Work required – Nothing but the lines from the one that contains "Identify a point on every instance of the small" to the end of the records should be printed, both ends included, exactly as given.

::: Source records

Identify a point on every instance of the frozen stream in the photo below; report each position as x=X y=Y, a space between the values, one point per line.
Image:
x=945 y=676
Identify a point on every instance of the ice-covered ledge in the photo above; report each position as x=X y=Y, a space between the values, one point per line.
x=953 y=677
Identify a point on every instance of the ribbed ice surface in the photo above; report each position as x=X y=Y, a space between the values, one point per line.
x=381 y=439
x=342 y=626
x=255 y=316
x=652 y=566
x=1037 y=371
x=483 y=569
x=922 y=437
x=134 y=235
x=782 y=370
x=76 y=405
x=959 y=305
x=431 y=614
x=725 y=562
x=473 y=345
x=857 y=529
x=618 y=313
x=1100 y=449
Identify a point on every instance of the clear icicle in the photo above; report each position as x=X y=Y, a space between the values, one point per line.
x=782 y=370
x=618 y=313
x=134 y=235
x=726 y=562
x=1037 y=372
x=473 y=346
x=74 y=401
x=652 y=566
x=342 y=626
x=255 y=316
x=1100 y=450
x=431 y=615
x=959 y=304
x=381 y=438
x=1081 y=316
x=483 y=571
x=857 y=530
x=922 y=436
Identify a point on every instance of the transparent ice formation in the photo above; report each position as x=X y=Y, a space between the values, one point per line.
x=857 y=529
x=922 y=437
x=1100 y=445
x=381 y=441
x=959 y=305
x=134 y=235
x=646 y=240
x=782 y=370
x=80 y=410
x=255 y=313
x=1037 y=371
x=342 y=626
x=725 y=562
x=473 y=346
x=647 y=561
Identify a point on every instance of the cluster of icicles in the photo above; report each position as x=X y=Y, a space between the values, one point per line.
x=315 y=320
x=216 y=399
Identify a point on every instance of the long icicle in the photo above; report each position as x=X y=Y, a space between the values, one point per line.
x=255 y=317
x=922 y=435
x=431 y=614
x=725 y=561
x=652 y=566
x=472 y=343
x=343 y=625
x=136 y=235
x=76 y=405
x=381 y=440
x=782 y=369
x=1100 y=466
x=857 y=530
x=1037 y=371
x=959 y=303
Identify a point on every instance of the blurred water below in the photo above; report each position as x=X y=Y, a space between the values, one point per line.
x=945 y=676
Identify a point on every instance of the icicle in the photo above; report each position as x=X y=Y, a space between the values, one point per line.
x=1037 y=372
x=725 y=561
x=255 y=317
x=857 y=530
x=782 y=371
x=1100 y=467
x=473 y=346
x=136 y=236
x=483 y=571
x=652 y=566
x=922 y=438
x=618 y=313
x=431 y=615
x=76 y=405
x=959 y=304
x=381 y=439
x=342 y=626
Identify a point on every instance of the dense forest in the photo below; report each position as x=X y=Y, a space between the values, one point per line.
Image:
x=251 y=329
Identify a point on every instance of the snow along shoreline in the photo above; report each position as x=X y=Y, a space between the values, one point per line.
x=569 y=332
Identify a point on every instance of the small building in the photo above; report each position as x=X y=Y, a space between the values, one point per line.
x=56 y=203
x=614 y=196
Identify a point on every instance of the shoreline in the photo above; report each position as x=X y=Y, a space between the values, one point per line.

::::::

Written solution –
Identify a point on every instance of the small building in the photo above; report each position as x=X y=Y, a space between the values, one point per line.
x=56 y=203
x=614 y=196
Identify a point on every instance of the shoreline in the photo above; report each position as x=X y=Y, a space between the values, one point per line.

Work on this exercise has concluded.